Pointing dataset excerpts:
###

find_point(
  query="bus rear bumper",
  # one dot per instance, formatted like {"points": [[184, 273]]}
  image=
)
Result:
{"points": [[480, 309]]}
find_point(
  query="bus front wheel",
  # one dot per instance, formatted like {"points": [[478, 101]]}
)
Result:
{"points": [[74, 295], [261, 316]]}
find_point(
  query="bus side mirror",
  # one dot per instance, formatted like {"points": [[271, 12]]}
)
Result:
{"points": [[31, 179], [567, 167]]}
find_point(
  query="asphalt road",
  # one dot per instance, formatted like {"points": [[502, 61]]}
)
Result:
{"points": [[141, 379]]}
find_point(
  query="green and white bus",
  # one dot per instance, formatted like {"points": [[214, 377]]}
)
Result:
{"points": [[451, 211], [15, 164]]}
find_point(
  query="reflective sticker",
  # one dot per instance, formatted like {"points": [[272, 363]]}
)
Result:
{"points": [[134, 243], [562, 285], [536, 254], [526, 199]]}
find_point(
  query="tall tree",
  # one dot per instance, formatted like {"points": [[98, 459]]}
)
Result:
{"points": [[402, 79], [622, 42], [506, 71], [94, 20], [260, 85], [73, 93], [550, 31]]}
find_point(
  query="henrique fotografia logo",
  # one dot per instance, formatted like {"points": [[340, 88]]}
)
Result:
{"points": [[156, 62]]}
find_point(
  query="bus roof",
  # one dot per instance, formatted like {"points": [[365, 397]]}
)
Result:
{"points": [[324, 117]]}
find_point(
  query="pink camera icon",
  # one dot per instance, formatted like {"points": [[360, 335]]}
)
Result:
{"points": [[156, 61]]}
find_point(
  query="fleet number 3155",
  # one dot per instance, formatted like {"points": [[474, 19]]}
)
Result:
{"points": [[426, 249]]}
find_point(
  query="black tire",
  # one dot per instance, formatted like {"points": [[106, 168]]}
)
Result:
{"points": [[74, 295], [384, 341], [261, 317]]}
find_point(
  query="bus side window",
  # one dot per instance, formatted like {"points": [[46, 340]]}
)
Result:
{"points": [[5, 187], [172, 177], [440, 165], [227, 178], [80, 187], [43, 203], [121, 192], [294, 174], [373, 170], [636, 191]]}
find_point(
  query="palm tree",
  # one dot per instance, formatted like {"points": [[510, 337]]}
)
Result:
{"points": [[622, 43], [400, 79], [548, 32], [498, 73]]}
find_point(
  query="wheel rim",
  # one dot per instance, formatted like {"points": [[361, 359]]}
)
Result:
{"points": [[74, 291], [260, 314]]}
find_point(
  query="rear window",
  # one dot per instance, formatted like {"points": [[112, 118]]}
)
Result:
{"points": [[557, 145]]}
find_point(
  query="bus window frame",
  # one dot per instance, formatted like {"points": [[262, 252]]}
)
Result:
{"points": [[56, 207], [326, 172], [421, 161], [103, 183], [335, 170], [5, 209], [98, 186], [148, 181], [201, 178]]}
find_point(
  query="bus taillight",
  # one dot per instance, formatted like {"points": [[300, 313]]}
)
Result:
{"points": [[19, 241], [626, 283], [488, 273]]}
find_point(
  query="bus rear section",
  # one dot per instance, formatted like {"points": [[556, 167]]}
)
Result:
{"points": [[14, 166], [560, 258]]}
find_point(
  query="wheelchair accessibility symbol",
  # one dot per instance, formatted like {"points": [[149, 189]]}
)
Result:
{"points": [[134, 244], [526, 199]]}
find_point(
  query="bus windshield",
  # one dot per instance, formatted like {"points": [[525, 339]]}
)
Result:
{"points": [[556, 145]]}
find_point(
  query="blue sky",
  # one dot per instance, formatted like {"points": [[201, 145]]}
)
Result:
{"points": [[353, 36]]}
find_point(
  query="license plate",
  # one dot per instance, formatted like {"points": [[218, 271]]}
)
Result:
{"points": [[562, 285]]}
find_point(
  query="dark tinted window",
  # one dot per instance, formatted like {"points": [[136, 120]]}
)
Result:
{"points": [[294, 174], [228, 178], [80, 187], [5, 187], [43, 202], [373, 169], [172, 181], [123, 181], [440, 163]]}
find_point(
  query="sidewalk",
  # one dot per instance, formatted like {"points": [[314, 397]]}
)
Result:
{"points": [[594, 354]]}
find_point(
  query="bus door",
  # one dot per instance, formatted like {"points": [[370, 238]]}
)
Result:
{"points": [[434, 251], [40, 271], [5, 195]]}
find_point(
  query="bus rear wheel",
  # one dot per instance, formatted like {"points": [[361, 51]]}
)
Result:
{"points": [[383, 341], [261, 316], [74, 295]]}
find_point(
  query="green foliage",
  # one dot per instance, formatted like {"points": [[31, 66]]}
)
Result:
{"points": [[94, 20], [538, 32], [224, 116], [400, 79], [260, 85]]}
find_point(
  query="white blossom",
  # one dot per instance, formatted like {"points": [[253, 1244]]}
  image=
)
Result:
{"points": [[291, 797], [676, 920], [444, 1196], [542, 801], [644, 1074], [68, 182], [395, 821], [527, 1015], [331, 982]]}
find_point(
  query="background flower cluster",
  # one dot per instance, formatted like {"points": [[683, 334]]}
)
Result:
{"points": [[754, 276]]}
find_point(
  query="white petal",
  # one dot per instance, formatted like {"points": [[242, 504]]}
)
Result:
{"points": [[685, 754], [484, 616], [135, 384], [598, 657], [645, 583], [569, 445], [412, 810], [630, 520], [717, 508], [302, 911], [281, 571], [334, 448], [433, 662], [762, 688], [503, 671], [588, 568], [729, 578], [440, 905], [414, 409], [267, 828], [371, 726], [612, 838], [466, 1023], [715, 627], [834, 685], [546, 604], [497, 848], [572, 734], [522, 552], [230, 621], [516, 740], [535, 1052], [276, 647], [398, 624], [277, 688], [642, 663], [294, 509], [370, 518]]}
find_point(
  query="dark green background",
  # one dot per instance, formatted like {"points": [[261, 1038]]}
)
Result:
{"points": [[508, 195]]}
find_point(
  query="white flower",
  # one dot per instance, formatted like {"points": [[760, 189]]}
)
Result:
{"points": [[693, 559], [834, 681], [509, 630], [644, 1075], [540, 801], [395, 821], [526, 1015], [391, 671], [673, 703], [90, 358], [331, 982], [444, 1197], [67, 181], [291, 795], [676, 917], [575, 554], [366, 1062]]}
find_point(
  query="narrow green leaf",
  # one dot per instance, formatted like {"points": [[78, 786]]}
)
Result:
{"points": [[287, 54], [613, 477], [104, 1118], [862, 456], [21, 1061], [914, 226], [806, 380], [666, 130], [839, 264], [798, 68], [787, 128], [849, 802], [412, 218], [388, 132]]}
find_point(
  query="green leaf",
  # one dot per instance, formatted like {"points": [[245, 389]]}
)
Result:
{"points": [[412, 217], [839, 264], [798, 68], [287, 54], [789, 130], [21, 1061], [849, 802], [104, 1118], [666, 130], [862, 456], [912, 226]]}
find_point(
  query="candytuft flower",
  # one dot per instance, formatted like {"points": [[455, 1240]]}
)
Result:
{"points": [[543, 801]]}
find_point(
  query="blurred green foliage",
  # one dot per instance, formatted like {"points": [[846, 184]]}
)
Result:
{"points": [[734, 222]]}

###

[Exercise goal]
Write out every entry verbatim.

[Response]
find_point(
  query="bus rear bumper",
  # one dot per instance, formatted like {"points": [[184, 273]]}
  image=
)
Result:
{"points": [[480, 309]]}
find_point(
  query="bus front wheel",
  # one dot per instance, formatted like {"points": [[478, 101]]}
)
Result:
{"points": [[74, 295], [261, 316]]}
find_point(
  query="bus side mirror",
  # one dot per instance, formatted like {"points": [[271, 12]]}
)
Result:
{"points": [[31, 179], [567, 167]]}
find_point(
  query="asphalt road",
  # one dot per instance, formatted like {"points": [[502, 61]]}
)
Result:
{"points": [[141, 379]]}
find_point(
  query="green and white bus",
  # one dot per instance, formatted like {"points": [[214, 377]]}
)
Result:
{"points": [[451, 211], [15, 164]]}
find_point(
  query="reflective sticker",
  # one dot per instance, formatted like {"points": [[272, 363]]}
)
Result:
{"points": [[134, 243], [562, 285], [536, 254], [526, 199]]}
find_point(
  query="tall tree",
  # one dot per instance, formatted like {"points": [[98, 459]]}
)
Result:
{"points": [[402, 79], [622, 42], [506, 71], [94, 20], [260, 85], [73, 93], [550, 31]]}
find_point(
  query="henrique fotografia logo",
  # one dot per instance, formatted like {"points": [[340, 88]]}
)
Result:
{"points": [[156, 62]]}
find_point(
  query="bus roof",
  # one dot per instance, formatted like {"points": [[365, 397]]}
)
Result:
{"points": [[324, 117]]}
find_point(
  query="pink camera icon",
  # one dot per instance, formatted like {"points": [[360, 335]]}
)
Result:
{"points": [[156, 61]]}
find_point(
  query="fleet number 3155",
  # one dot per instance, formatted like {"points": [[474, 19]]}
)
Result:
{"points": [[426, 249]]}
find_point(
  query="black tire",
  # one dot per instance, formatted like {"points": [[106, 168]]}
)
Result:
{"points": [[74, 295], [384, 341], [261, 317]]}
find_point(
  query="bus side window",
  # one dot per instance, formatted like {"points": [[46, 340]]}
)
Result:
{"points": [[5, 187], [172, 177], [440, 165], [227, 178], [80, 187], [43, 203], [121, 192], [294, 174], [373, 170], [636, 191]]}
find_point(
  query="palm tree",
  # one dot per instance, formatted like {"points": [[510, 337]]}
)
Result:
{"points": [[622, 43], [400, 79], [548, 32], [498, 73]]}
find_point(
  query="wheel rim",
  # one dot per instance, formatted like {"points": [[361, 359]]}
)
Result:
{"points": [[74, 291], [260, 314]]}
find_point(
  query="rear window",
  # one dot per instance, formatted like {"points": [[112, 118]]}
)
Result:
{"points": [[557, 145]]}
find_point(
  query="bus window frame",
  # one dot per instance, formatted like {"points": [[262, 252]]}
)
Result:
{"points": [[56, 207], [326, 172], [421, 161], [103, 183], [335, 170], [5, 209], [98, 186], [148, 181], [201, 178]]}
find_point(
  query="bus taillight",
  # one dot per instance, formatted like {"points": [[300, 313]]}
)
Result:
{"points": [[19, 241], [626, 283], [488, 273]]}
find_point(
  query="bus rear section",
  # one dot per instance, formatted like {"points": [[556, 167]]}
)
Result:
{"points": [[14, 166], [560, 258]]}
find_point(
  query="wheelchair accessibility symbol",
  # one dot per instance, formatted like {"points": [[149, 189]]}
)
Result:
{"points": [[134, 244], [526, 199]]}
find_point(
  query="bus windshield",
  # one dot per instance, formatted like {"points": [[525, 339]]}
)
Result:
{"points": [[556, 145]]}
find_point(
  query="blue sky",
  # one dot per instance, formatted like {"points": [[201, 145]]}
)
Result:
{"points": [[353, 36]]}
find_point(
  query="license plate",
  # one dot per instance, formatted like {"points": [[218, 271]]}
)
Result:
{"points": [[562, 285]]}
find_point(
  query="dark tinted window",
  # one dot per instance, formatted like {"points": [[136, 120]]}
)
Result:
{"points": [[294, 174], [228, 178], [80, 187], [5, 187], [43, 202], [373, 169], [172, 181], [123, 181], [440, 163]]}
find_point(
  query="sidewalk",
  # one dot per instance, formatted like {"points": [[314, 397]]}
)
Result:
{"points": [[594, 354]]}
find_point(
  query="bus door",
  # one dot per instance, formatted like {"points": [[370, 238]]}
)
Result:
{"points": [[434, 251], [40, 271], [5, 195]]}
find_point(
  query="bus rear wheel",
  # one dot per instance, formatted like {"points": [[361, 51]]}
)
Result:
{"points": [[383, 341], [261, 316], [74, 295]]}
find_point(
  query="green foliage",
  # one dot per instance, formatted like {"points": [[31, 66]]}
)
Result:
{"points": [[94, 20], [538, 32], [224, 116], [400, 79], [260, 85]]}
find_point(
  query="white blossom",
  # one dot per instance, formatted like {"points": [[253, 1244]]}
  image=
)
Result:
{"points": [[291, 797], [676, 920], [444, 1196], [542, 801], [644, 1074], [68, 182], [395, 821], [527, 1015], [331, 982]]}
find_point(
  query="background flower cluster",
  # one dot per instance, formatted like {"points": [[683, 334]]}
)
Result:
{"points": [[754, 276]]}
find_point(
  query="white petal",
  # one dot per instance, formatted like {"points": [[242, 504]]}
)
Result:
{"points": [[685, 754], [484, 616], [135, 384], [598, 657], [645, 583], [569, 445], [412, 810], [630, 520], [717, 508], [302, 911], [281, 571], [334, 448], [433, 662], [762, 688], [503, 671], [588, 568], [729, 578], [440, 905], [414, 409], [267, 828], [371, 726], [612, 838], [466, 1023], [715, 627], [834, 685], [546, 604], [497, 848], [572, 734], [522, 552], [230, 621], [516, 740], [535, 1052], [276, 647], [398, 624], [277, 688], [642, 663], [294, 509], [370, 518]]}
find_point(
  query="dark green background",
  # one dot per instance, formatted like {"points": [[261, 1038]]}
)
Result:
{"points": [[508, 195]]}
find_point(
  query="white flower",
  # one dot per instance, formatted like {"points": [[760, 189]]}
)
Result:
{"points": [[693, 559], [834, 681], [509, 630], [644, 1075], [540, 801], [395, 821], [526, 1015], [391, 671], [673, 703], [90, 358], [331, 982], [444, 1197], [67, 181], [291, 795], [676, 917], [575, 554], [366, 1062]]}
find_point(
  query="narrow green leaf",
  # one dot per instance, formatted like {"points": [[78, 786]]}
)
Result:
{"points": [[287, 54], [613, 477], [104, 1118], [862, 456], [21, 1061], [914, 226], [806, 380], [666, 130], [839, 264], [798, 68], [787, 128], [849, 802], [412, 218], [388, 132]]}
find_point(
  query="green leaf",
  # one dot per instance, formatted like {"points": [[245, 389]]}
)
Result:
{"points": [[412, 217], [839, 264], [798, 68], [287, 54], [789, 130], [21, 1061], [849, 802], [104, 1118], [666, 130], [862, 456], [912, 226]]}
find_point(
  query="candytuft flower",
  # one dot per instance, formatted like {"points": [[455, 1240]]}
)
Result:
{"points": [[543, 801]]}
find_point(
  query="blurred green foliage",
  # one dot per instance, formatted like {"points": [[846, 184]]}
)
Result:
{"points": [[734, 222]]}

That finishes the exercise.